[Point labeling examples]
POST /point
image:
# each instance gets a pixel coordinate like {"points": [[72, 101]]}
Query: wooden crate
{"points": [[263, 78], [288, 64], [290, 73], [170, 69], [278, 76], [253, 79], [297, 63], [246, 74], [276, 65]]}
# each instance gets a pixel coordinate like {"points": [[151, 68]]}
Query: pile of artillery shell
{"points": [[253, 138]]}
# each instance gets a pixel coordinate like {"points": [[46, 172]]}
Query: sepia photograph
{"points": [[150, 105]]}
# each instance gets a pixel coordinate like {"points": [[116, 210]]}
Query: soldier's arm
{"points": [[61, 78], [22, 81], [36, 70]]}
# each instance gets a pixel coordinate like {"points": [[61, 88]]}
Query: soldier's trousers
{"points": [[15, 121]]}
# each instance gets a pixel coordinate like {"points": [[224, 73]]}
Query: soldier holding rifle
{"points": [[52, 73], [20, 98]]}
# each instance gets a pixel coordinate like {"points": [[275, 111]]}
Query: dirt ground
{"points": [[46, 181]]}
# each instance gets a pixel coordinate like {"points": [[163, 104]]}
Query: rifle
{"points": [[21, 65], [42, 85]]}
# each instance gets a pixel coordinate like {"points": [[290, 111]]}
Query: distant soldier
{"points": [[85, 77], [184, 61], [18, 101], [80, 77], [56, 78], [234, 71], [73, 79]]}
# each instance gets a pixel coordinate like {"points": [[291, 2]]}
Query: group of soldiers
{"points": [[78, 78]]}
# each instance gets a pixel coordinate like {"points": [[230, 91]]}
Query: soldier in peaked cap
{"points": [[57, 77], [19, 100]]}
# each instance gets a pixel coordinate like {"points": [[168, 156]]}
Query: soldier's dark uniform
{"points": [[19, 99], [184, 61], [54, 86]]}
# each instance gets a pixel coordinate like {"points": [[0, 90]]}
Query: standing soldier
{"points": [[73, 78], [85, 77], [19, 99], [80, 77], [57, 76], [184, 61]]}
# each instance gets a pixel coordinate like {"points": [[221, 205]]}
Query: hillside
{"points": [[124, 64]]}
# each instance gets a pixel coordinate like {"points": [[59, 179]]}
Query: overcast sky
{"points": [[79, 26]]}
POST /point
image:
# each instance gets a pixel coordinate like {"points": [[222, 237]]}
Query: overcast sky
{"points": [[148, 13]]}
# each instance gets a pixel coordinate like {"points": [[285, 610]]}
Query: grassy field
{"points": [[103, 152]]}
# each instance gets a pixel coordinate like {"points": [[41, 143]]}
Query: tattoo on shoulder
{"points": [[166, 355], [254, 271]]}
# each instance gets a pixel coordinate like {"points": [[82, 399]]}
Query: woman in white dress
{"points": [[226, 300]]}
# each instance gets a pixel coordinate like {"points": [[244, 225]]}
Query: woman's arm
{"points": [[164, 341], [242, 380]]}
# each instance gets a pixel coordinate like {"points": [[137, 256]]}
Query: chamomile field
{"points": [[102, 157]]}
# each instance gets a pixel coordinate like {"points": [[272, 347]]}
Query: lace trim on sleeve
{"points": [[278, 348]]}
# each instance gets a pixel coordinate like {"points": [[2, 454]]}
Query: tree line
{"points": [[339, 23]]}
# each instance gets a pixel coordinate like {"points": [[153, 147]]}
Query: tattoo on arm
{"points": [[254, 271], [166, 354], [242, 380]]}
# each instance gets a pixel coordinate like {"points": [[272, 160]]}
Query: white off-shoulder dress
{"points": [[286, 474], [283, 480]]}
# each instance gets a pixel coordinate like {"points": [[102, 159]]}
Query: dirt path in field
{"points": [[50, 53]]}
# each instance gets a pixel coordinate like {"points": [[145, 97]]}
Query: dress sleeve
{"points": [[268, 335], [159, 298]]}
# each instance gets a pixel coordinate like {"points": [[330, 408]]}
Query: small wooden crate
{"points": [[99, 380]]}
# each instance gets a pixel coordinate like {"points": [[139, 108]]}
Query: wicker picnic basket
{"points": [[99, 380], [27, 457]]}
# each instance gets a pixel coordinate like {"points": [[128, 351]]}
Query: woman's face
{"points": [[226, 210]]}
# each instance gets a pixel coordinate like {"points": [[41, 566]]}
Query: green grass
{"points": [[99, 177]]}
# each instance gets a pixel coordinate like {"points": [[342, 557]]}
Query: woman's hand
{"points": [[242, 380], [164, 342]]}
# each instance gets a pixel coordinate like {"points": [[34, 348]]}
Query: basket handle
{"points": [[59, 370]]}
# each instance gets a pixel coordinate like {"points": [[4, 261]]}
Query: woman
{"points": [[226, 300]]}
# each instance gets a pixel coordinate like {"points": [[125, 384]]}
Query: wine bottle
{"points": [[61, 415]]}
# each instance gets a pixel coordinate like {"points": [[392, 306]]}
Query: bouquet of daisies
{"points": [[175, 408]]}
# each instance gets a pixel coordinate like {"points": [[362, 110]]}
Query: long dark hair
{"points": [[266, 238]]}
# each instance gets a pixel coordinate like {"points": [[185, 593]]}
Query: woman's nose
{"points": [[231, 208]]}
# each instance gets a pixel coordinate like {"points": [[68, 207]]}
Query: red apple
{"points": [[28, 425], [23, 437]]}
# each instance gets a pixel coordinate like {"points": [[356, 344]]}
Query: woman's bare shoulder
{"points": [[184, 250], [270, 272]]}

AIM:
Reproduce the records above exactly.

SOLUTION TO THIS PROBLEM:
POST /point
image:
# each instance gets a pixel coordinate like {"points": [[72, 101]]}
Query: wooden crate
{"points": [[263, 78], [288, 64], [290, 73], [170, 69], [278, 76], [253, 79], [297, 63], [246, 74], [276, 65]]}
# each instance gets a pixel coordinate like {"points": [[151, 68]]}
Query: pile of artillery shell
{"points": [[253, 138]]}
# each instance gets a pixel coordinate like {"points": [[46, 172]]}
Query: sepia photograph
{"points": [[150, 105]]}
# each instance gets a pixel coordinate like {"points": [[116, 210]]}
Query: soldier's arm
{"points": [[61, 78], [22, 81], [36, 70]]}
# each instance gets a pixel coordinate like {"points": [[61, 88]]}
Query: soldier's trousers
{"points": [[15, 121]]}
# each instance gets a pixel coordinate like {"points": [[224, 73]]}
Query: soldier holding rifle
{"points": [[52, 73], [20, 98]]}
# each instance gets a pixel coordinate like {"points": [[275, 111]]}
Query: dirt ground
{"points": [[46, 181]]}
# each instance gets a pixel coordinate like {"points": [[163, 104]]}
Query: rifle
{"points": [[21, 65], [42, 85]]}
# each instance gets a pixel coordinate like {"points": [[290, 111]]}
Query: distant soldier
{"points": [[85, 77], [184, 61], [18, 101], [80, 77], [56, 78], [234, 71], [73, 79]]}
# each instance gets a pixel coordinate like {"points": [[291, 2]]}
Query: group of soldiers
{"points": [[78, 78]]}
# each instance gets a pixel coordinate like {"points": [[230, 91]]}
Query: soldier in peaked cap
{"points": [[57, 77], [19, 100]]}
# each instance gets a pixel coordinate like {"points": [[168, 156]]}
Query: soldier's dark uniform
{"points": [[19, 99], [184, 61], [54, 86]]}
# each instance gets a pixel coordinate like {"points": [[0, 90]]}
Query: standing soldier
{"points": [[73, 78], [85, 77], [19, 99], [80, 77], [57, 76], [184, 61]]}
# each instance gets a pixel coordinate like {"points": [[221, 205]]}
Query: hillside
{"points": [[124, 64]]}
# each instance gets a pixel coordinate like {"points": [[59, 179]]}
Query: overcast sky
{"points": [[79, 26]]}
POST /point
image:
# each instance gets a pixel coordinate like {"points": [[222, 237]]}
Query: overcast sky
{"points": [[148, 13]]}
# each instance gets a pixel coordinate like {"points": [[285, 610]]}
Query: grassy field
{"points": [[103, 152]]}
# each instance gets a pixel coordinate like {"points": [[41, 143]]}
Query: tattoo on shoulder
{"points": [[166, 355], [254, 271]]}
# each instance gets a pixel coordinate like {"points": [[82, 399]]}
Query: woman in white dress
{"points": [[226, 300]]}
# each instance gets a pixel coordinate like {"points": [[244, 225]]}
Query: woman's arm
{"points": [[164, 341], [242, 380]]}
# each instance gets a pixel coordinate like {"points": [[137, 256]]}
Query: chamomile field
{"points": [[102, 157]]}
# each instance gets a pixel coordinate like {"points": [[272, 347]]}
Query: lace trim on sleeve
{"points": [[278, 348]]}
# each instance gets a pixel coordinate like {"points": [[2, 454]]}
Query: tree line
{"points": [[339, 23]]}
# each instance gets a pixel coordinate like {"points": [[153, 147]]}
Query: tattoo on arm
{"points": [[254, 271], [166, 354], [242, 380]]}
# each instance gets a pixel coordinate like {"points": [[272, 160]]}
Query: white off-shoulder dress
{"points": [[286, 474], [283, 480]]}
# each instance gets a pixel coordinate like {"points": [[102, 159]]}
Query: dirt path in field
{"points": [[50, 53]]}
# each instance gets a pixel coordinate like {"points": [[145, 97]]}
Query: dress sleeve
{"points": [[268, 335], [159, 298]]}
# each instance gets a pixel coordinate like {"points": [[330, 408]]}
Query: small wooden crate
{"points": [[99, 380]]}
# each instance gets a pixel coordinate like {"points": [[139, 108]]}
Query: wicker picnic basket
{"points": [[99, 380], [27, 457]]}
# each instance gets a pixel coordinate like {"points": [[128, 351]]}
Query: woman's face
{"points": [[226, 210]]}
# each instance gets a pixel coordinate like {"points": [[41, 566]]}
Query: green grass
{"points": [[99, 177]]}
# each instance gets a pixel coordinate like {"points": [[342, 557]]}
Query: woman's hand
{"points": [[242, 380], [164, 342]]}
# each instance gets a pixel coordinate like {"points": [[34, 348]]}
Query: basket handle
{"points": [[59, 370]]}
# each instance gets a pixel coordinate like {"points": [[4, 261]]}
Query: woman
{"points": [[226, 300]]}
# each instance gets a pixel coordinate like {"points": [[125, 384]]}
Query: wine bottle
{"points": [[61, 415]]}
# each instance gets a pixel coordinate like {"points": [[392, 306]]}
Query: bouquet of daisies
{"points": [[175, 408]]}
# each instance gets a pixel coordinate like {"points": [[362, 110]]}
Query: long dark hair
{"points": [[266, 238]]}
# each instance gets a pixel coordinate like {"points": [[185, 593]]}
Query: woman's nose
{"points": [[231, 208]]}
# each instance gets a pixel coordinate like {"points": [[68, 207]]}
Query: red apple
{"points": [[28, 425], [23, 437]]}
# each instance gets a pixel coordinate like {"points": [[356, 344]]}
Query: woman's bare shoulder
{"points": [[184, 250], [270, 272]]}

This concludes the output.